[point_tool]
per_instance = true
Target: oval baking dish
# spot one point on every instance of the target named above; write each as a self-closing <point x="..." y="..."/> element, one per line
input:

+ + +

* Work item:
Begin at the line containing "Target: oval baking dish" and reproduce every line through the last one in the records above, exactly.

* Task answer:
Target: oval baking dish
# spot one point on every instance of the target named above; write each as a self-closing <point x="..." y="..."/> element, one per line
input:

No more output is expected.